### [Description of the task]
Repeat all entries exactly.

### [Information given]
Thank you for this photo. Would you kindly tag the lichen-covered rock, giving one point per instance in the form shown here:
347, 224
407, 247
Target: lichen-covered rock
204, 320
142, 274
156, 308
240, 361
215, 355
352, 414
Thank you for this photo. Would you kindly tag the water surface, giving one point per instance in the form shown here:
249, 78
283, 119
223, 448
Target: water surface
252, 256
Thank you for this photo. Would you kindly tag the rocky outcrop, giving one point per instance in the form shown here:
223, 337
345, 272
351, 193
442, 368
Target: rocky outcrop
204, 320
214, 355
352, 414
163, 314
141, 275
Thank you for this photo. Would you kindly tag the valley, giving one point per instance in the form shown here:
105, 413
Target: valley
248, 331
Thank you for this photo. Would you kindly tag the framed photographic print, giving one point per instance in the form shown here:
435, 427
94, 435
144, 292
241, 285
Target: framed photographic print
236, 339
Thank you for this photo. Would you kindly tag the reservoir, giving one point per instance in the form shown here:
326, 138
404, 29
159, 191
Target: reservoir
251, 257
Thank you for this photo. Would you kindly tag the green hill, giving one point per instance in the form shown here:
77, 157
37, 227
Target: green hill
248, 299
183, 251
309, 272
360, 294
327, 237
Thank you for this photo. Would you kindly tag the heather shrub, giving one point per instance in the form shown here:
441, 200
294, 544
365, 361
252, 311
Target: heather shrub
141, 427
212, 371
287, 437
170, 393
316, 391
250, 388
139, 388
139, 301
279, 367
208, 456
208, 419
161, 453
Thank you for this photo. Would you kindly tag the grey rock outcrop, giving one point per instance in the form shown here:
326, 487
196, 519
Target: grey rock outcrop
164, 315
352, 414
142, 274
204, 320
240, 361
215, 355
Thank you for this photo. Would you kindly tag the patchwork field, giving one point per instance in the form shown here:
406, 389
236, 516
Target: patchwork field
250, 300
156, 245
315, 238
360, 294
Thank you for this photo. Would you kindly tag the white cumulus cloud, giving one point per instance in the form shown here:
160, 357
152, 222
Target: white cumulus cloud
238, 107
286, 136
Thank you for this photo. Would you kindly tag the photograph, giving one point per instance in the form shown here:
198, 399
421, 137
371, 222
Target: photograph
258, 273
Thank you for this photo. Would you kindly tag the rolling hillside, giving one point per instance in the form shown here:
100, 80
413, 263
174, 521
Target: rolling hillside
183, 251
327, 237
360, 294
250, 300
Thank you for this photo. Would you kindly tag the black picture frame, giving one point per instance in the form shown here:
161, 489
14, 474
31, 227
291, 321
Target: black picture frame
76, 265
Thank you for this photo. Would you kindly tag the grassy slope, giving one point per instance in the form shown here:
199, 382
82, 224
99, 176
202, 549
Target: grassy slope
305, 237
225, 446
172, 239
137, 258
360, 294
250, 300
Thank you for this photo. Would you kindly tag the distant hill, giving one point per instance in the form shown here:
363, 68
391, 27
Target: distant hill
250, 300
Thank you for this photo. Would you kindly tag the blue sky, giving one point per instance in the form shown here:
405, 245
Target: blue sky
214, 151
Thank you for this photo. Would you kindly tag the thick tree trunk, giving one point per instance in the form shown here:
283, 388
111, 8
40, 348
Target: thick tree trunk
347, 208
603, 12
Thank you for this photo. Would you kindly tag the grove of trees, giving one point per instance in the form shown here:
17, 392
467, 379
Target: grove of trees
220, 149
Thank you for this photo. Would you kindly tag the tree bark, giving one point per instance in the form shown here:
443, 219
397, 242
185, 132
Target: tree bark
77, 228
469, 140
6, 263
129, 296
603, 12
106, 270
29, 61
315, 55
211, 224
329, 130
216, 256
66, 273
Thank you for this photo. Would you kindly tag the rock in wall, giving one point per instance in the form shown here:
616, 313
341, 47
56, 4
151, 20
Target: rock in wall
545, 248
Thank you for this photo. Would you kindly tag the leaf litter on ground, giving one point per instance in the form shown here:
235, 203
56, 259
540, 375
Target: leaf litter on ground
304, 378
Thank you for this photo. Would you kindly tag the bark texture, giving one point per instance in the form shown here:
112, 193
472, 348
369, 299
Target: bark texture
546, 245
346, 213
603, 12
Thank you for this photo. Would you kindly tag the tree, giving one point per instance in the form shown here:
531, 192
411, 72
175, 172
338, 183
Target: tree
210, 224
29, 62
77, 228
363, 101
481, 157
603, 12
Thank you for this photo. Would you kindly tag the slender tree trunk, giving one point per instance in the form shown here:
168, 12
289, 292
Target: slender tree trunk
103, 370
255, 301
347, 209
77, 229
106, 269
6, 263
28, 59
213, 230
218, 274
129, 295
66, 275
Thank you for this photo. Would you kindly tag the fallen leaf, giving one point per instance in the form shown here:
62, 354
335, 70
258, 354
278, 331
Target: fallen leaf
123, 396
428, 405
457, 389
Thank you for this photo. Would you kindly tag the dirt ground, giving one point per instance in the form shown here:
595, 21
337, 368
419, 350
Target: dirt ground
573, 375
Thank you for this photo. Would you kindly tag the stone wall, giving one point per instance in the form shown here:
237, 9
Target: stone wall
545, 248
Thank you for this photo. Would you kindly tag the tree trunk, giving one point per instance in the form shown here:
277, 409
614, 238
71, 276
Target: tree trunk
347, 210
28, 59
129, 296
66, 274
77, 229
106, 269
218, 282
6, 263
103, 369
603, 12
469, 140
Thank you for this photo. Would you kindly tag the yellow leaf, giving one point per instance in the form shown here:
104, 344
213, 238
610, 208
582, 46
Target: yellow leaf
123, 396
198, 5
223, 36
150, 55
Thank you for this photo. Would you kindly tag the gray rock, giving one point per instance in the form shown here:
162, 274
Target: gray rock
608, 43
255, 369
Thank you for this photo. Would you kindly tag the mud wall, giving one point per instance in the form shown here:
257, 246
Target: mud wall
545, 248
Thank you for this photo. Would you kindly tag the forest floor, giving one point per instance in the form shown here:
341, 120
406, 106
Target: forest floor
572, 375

### [The response]
Thank you for this photo. Would you kindly tag the lichen-covered rock, giving one point per instance in the form shown here:
347, 224
407, 247
Target: lichen-covered rock
204, 320
142, 274
156, 308
240, 361
215, 355
352, 414
Thank you for this photo. Would you kindly tag the water surface, giving one point per instance in the form shown here:
249, 78
283, 119
223, 448
Target: water surface
252, 256
Thank you for this photo. Would you kindly tag the rocky outcrop, giving one point per instance in the form shown here:
223, 337
345, 272
351, 193
442, 368
Target: rocky outcrop
204, 320
214, 355
352, 414
163, 314
141, 275
Thank you for this photo. Would you kindly tag the valley, giving one point per instance in the form shown here:
105, 413
Target: valley
248, 331
Thank you for this photo. Would you kindly tag the framed photographic print, giving one point per instance in the form shown here:
435, 427
94, 435
144, 292
241, 285
Target: framed photographic print
236, 339
Thank you for this photo. Would you kindly tag the reservoir, giving one point per instance in the form shown here:
326, 138
404, 29
159, 191
Target: reservoir
251, 257
Thank you for this photo. Would you kindly tag the green hill, giving one point per instance in the form shown here:
77, 157
37, 227
Target: green hill
248, 299
183, 251
309, 272
360, 294
327, 237
Thank you for this photo. Would you kindly tag the heather shrub, giving one point per instance in the form shown here:
441, 200
294, 544
365, 361
252, 311
Target: heather shrub
141, 427
212, 371
287, 437
170, 393
316, 391
250, 388
139, 388
139, 301
279, 367
208, 456
208, 419
161, 453
Thank you for this photo. Would you kindly tag the grey rock outcrop, giving one point per instance in the form shown here:
326, 487
196, 519
Target: grey rock outcrop
164, 315
352, 414
142, 274
204, 320
240, 361
215, 355
Thank you for this photo. Would you kindly tag the patchwork field, giving one point per instance in the form shown here:
406, 389
236, 516
Target: patchwork field
250, 300
156, 245
315, 238
360, 294
Thank you for this photo. Would you kindly tag the white cumulus cloud, giving one point per instance in the form shown here:
160, 357
152, 222
Target: white cumulus cloud
238, 107
286, 136
Thank you for this photo. Would you kindly tag the photograph, giving one point per instance in the form shown here:
198, 399
421, 137
371, 222
Target: photograph
258, 273
Thank you for this photo. Would you kindly tag the rolling hillside, giving one point per instance in the form shown here:
100, 80
413, 263
174, 521
Target: rolling hillside
183, 251
327, 237
360, 294
250, 300
Thank you for this photo. Would you kindly tag the black picture frame, giving one point per instance in the form shown here:
161, 489
14, 474
31, 227
291, 321
Target: black picture frame
76, 265
Thank you for this photo. Would you kindly tag the grassy slope, giving one point per instance in the form shown here:
199, 382
82, 224
99, 176
202, 549
Target: grassy slope
305, 237
225, 446
172, 239
137, 258
360, 294
250, 300
Thank you for this photo. Would you kindly tag the distant hill, giving one point per instance in the form shown here:
363, 68
391, 27
Target: distant hill
250, 300
Thank you for this photo. Would you kindly tag the blue sky, giving one point per instance in the form shown here:
405, 245
Target: blue sky
214, 151
Thank you for this photo. Would you kindly tag the thick tree trunk, giving one point per instance in the form shown here:
283, 388
111, 8
40, 348
Target: thick tree trunk
347, 208
603, 12
Thank you for this photo. Would you kindly tag the grove of trees, giving one point per instance in the form shown here:
17, 392
467, 379
Target: grove of trees
220, 149
Thank you for this photo. Would you kindly tag the tree bark, giving one point per instance in the form shown here:
443, 219
397, 242
185, 132
Target: tree bark
77, 228
469, 140
6, 263
129, 296
603, 12
106, 270
29, 61
315, 55
211, 224
329, 130
216, 256
66, 273
Thank you for this photo. Would you kindly tag the rock in wall, giving one point per instance in the form shown here:
616, 313
341, 47
56, 4
151, 20
Target: rock in wall
545, 248
Thank you for this photo. Would you kindly tag the leaf litter on ground, giving one point per instance in the form shown here:
235, 203
56, 259
540, 375
Target: leaf litter on ground
304, 378
Thank you for this photo. Would you kindly tag the bark texture, giving one point per instance in the form shown here:
112, 193
472, 348
369, 299
Target: bark texture
546, 245
346, 213
603, 12
Thank you for this photo. Would you kindly tag the tree, giving one point per instance in the form shown here:
531, 192
411, 72
175, 172
338, 183
Target: tree
210, 224
29, 62
77, 228
363, 101
481, 157
603, 12
Thank you for this photo. Would you kindly tag the slender tree trunk, giving one point per instance in the form shown here:
168, 12
289, 292
Target: slender tree trunk
103, 370
255, 301
347, 209
77, 229
106, 269
6, 263
28, 59
213, 230
218, 274
129, 295
66, 275
Thank you for this photo. Would you kindly tag the fallen leaf, giving one point per instance in the form shown here:
62, 354
335, 70
258, 354
278, 331
Target: fallen leaf
123, 396
428, 405
457, 389
Thank you for this photo. Would you kindly tag the dirt ground, giving one point per instance in the form shown here:
595, 21
337, 368
419, 350
Target: dirt ground
573, 375
Thank you for this photo. Would you kindly tag the stone wall, giving one point per instance in the form shown here:
237, 9
Target: stone wall
545, 248
Thank you for this photo. Would you kindly tag the tree trunk, giving one point per instance in the form shown here:
277, 409
614, 238
71, 276
Target: tree trunk
347, 210
28, 59
129, 296
66, 274
77, 229
106, 269
218, 282
6, 263
103, 369
603, 12
469, 140
Thank you for this photo. Would you kindly tag the yellow leaf, giving one point per instance in the form shown here:
104, 344
213, 238
610, 208
582, 46
Target: yellow leaf
123, 396
198, 5
223, 36
150, 55
Thank you for this photo. Would you kindly tag the gray rock, giving one point per instance in the form shown here:
162, 274
Target: gray rock
608, 43
255, 369
Thank you for this photo. Would you kindly tag the mud wall, giving one point per instance in the form shown here:
257, 246
Target: mud wall
545, 248
Thank you for this photo. Would you kindly tag the forest floor, giving one point per instance in the form shown here:
341, 120
406, 106
Target: forest floor
572, 375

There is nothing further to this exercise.